- _TASK DIRECTIONS_: Copy out the final stretch of the listing: the line that contains "Would you be so kind as to locate the large rock" and all lines after it, exactly as they appear.

***** DATA PROVIDED *****

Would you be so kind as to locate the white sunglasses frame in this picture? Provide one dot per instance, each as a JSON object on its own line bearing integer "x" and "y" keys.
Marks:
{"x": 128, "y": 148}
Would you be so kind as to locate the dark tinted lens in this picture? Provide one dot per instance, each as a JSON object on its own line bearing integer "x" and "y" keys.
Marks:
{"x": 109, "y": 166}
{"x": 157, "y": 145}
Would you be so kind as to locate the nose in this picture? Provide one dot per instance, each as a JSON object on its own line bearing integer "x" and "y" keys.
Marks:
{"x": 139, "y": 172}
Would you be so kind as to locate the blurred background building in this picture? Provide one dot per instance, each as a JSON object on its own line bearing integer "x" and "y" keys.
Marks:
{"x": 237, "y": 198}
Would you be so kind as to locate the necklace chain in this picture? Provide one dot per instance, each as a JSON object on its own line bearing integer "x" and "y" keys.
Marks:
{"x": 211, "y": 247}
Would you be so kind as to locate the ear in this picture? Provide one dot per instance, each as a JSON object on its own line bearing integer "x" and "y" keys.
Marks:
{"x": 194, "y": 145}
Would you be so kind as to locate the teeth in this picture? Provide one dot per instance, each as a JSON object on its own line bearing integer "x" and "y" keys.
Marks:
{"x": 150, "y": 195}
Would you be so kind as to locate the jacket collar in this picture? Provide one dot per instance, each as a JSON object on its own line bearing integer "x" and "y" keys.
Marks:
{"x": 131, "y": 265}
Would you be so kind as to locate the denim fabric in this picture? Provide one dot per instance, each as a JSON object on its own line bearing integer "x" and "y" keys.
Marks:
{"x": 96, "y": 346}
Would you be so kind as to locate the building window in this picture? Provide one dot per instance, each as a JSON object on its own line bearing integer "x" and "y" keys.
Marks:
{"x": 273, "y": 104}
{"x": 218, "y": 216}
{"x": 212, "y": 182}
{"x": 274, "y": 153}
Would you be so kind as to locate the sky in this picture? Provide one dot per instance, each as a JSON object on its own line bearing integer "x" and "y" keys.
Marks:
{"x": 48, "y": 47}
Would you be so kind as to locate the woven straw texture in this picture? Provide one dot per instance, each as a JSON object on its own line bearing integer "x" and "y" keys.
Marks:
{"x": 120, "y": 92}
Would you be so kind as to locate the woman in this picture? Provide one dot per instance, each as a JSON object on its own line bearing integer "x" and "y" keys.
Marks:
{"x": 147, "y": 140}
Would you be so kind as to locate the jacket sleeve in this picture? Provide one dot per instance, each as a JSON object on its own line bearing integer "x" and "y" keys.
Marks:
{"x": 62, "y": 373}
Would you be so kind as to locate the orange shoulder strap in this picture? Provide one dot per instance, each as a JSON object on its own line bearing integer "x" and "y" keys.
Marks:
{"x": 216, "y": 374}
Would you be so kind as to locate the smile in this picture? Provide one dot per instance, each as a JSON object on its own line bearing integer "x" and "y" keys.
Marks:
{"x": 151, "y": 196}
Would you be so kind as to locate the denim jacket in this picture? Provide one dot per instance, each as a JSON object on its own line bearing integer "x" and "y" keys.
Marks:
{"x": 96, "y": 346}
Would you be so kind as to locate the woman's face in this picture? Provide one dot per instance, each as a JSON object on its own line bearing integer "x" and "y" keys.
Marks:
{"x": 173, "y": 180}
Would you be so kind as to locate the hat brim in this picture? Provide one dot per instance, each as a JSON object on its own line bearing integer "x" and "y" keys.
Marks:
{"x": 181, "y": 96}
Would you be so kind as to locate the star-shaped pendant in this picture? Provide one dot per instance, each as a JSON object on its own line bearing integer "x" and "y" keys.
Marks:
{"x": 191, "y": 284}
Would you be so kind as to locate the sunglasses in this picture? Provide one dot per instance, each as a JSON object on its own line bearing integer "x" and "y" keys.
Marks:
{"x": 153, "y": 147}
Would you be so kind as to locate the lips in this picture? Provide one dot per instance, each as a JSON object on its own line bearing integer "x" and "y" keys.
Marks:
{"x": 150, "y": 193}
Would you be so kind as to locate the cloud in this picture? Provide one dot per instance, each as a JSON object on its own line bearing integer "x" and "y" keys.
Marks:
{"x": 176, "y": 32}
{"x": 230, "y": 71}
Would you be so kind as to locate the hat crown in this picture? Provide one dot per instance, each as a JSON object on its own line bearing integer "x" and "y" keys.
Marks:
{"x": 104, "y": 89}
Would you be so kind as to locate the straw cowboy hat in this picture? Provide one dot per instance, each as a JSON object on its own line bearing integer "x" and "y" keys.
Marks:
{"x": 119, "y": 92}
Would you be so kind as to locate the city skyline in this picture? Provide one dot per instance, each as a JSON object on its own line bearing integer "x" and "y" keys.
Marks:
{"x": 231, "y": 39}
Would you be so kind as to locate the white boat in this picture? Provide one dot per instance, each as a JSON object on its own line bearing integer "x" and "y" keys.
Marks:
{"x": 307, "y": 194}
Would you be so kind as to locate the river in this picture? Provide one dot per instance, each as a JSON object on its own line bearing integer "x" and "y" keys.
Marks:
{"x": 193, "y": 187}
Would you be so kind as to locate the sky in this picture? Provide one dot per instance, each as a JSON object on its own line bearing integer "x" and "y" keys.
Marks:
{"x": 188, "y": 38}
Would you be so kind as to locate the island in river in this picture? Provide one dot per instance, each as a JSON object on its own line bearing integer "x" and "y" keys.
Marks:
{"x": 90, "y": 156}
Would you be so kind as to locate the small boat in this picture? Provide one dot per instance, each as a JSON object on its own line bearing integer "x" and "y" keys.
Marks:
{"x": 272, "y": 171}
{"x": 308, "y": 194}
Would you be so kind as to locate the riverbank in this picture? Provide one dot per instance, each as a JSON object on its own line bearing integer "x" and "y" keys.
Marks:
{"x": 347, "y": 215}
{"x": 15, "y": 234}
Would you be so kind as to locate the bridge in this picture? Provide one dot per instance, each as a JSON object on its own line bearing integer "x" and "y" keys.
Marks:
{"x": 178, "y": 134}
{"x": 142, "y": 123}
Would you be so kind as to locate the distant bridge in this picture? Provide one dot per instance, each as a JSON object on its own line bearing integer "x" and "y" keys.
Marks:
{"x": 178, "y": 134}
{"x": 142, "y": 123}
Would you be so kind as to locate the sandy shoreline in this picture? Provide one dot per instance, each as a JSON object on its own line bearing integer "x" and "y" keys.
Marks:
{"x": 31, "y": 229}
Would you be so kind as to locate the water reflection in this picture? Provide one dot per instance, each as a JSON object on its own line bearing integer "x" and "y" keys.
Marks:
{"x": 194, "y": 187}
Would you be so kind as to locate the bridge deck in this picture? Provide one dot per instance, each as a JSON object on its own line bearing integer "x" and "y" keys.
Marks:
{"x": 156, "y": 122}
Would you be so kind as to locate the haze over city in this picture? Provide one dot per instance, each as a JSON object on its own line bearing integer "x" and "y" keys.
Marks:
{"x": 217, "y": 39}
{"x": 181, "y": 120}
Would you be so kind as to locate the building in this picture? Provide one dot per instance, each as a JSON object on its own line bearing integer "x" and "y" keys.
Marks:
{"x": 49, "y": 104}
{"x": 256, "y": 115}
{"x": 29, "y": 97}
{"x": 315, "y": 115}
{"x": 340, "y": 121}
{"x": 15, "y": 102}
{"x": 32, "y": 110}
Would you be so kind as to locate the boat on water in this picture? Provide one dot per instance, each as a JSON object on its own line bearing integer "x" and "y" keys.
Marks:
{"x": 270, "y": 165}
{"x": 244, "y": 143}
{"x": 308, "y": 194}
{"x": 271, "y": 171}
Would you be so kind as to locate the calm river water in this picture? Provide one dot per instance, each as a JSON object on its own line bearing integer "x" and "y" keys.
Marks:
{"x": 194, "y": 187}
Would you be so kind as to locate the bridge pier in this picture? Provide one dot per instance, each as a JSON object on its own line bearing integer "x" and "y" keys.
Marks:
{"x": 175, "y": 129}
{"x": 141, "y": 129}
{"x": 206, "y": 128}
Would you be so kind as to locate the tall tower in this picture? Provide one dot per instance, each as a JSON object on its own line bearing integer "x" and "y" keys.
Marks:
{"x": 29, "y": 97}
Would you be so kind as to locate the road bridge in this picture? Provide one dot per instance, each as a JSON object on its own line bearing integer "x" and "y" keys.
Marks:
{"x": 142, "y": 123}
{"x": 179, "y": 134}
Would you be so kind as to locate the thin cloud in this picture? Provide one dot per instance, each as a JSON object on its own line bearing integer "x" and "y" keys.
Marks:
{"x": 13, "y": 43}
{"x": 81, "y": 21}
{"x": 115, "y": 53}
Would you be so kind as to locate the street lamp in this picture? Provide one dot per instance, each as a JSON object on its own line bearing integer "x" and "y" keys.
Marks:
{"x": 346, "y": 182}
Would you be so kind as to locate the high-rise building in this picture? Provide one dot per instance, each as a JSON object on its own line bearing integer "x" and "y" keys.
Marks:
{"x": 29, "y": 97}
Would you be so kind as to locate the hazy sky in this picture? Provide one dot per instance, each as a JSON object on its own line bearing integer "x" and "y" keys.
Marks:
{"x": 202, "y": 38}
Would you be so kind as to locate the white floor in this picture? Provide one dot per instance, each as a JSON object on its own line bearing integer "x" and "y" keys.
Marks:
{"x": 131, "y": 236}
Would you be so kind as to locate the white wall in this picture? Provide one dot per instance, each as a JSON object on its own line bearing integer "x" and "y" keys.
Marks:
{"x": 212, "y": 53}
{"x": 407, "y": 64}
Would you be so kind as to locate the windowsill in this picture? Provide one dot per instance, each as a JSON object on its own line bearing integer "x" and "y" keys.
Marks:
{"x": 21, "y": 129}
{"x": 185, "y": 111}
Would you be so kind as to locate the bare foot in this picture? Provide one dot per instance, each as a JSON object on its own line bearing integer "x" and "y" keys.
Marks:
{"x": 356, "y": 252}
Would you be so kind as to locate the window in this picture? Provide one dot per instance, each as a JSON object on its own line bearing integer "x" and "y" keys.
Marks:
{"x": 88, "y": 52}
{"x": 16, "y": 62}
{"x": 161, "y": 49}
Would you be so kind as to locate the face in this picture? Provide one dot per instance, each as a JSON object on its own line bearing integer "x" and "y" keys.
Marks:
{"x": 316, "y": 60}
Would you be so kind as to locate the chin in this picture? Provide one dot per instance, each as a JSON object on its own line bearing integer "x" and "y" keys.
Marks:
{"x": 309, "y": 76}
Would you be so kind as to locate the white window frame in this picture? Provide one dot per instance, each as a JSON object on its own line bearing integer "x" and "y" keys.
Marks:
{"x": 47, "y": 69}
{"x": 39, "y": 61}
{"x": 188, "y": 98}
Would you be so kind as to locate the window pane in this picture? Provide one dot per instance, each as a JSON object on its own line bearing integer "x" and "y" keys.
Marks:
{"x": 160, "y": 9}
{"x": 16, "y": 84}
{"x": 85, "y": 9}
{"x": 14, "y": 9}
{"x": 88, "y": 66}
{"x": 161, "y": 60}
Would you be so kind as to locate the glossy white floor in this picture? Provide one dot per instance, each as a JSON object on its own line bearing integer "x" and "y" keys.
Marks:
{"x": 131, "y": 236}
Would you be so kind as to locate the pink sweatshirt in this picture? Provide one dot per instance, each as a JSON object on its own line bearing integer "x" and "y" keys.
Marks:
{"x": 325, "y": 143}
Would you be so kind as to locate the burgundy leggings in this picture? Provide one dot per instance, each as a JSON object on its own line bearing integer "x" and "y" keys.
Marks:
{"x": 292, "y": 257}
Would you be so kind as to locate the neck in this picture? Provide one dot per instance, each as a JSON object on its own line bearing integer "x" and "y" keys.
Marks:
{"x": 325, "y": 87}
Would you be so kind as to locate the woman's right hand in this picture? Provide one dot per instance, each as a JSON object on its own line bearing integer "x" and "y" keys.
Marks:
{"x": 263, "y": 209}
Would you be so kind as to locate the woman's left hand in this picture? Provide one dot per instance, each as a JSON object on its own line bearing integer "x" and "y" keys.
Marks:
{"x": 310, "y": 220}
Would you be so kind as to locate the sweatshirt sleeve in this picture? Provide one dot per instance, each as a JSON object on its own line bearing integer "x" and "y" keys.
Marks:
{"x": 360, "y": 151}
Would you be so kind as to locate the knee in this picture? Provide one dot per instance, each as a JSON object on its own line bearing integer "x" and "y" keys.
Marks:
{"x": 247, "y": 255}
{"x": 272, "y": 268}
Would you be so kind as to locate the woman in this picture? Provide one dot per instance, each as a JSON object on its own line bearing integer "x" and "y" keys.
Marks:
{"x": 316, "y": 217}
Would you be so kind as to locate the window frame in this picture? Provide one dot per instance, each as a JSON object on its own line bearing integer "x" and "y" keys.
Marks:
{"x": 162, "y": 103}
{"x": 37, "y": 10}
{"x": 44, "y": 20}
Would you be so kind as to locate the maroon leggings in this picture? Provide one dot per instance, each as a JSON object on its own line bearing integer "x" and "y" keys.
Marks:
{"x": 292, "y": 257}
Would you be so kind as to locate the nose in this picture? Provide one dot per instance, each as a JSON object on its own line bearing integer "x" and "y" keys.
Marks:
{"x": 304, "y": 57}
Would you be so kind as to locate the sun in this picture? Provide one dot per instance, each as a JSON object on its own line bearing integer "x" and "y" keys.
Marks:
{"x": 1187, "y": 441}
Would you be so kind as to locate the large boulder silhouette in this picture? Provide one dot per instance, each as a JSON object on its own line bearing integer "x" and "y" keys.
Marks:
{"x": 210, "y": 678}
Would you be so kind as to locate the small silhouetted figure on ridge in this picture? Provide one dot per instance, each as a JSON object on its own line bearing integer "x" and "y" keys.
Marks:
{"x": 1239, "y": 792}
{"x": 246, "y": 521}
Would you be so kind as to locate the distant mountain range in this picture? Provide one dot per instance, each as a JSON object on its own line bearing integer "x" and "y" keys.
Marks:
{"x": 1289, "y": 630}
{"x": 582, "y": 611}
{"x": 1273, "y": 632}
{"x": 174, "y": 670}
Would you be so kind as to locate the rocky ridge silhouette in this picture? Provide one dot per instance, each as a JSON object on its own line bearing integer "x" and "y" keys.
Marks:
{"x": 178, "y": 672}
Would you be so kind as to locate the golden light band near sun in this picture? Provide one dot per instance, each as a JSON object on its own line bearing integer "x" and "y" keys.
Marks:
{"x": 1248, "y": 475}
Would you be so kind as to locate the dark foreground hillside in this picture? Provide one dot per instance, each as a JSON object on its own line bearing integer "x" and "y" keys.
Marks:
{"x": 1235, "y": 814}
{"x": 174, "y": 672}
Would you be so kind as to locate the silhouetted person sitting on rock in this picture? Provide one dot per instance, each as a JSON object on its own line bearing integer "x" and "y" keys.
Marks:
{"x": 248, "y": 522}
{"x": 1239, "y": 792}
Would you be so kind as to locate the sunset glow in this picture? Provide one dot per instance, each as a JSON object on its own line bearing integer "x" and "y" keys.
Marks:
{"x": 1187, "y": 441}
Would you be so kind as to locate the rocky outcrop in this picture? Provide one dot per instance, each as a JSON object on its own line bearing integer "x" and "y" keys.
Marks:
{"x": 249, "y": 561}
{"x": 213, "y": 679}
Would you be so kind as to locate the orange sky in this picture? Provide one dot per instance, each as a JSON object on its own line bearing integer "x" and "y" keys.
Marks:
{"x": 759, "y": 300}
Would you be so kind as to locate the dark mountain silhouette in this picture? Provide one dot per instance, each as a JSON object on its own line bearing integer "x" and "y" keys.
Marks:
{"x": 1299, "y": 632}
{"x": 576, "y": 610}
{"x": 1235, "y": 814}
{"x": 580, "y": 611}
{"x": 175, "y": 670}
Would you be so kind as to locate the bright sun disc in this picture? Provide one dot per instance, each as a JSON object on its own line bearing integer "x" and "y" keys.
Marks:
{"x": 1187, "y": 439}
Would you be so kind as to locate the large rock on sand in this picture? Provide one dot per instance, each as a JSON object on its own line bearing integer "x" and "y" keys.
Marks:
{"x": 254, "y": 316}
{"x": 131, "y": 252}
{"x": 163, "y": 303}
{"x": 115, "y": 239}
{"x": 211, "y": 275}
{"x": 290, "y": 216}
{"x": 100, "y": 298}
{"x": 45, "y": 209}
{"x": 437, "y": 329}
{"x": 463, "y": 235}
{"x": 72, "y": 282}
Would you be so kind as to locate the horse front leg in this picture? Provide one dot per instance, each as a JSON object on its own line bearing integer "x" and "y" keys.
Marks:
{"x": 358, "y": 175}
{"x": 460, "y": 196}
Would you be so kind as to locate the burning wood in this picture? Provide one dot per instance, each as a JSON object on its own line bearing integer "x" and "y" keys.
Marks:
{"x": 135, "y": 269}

*****

- _TASK RESULT_:
Would you be so kind as to locate the large rock on sand in this picture? Provide one dot per instance, each as a JSON object on its own line bearing integer "x" and "y" keys.
Marks:
{"x": 254, "y": 316}
{"x": 131, "y": 252}
{"x": 163, "y": 303}
{"x": 115, "y": 239}
{"x": 211, "y": 275}
{"x": 290, "y": 216}
{"x": 100, "y": 298}
{"x": 45, "y": 209}
{"x": 437, "y": 329}
{"x": 463, "y": 235}
{"x": 72, "y": 282}
Would you be so kind as to locate the horse front leg in this picture? Provide one dot per instance, each as a JSON object on its own line bearing integer "x" and "y" keys.
Marks:
{"x": 358, "y": 175}
{"x": 460, "y": 196}
Would you be so kind as to locate the burning wood in this picture? Provide one dot per instance, each as a JSON object on its own line bearing integer "x" and "y" keys.
Marks:
{"x": 135, "y": 269}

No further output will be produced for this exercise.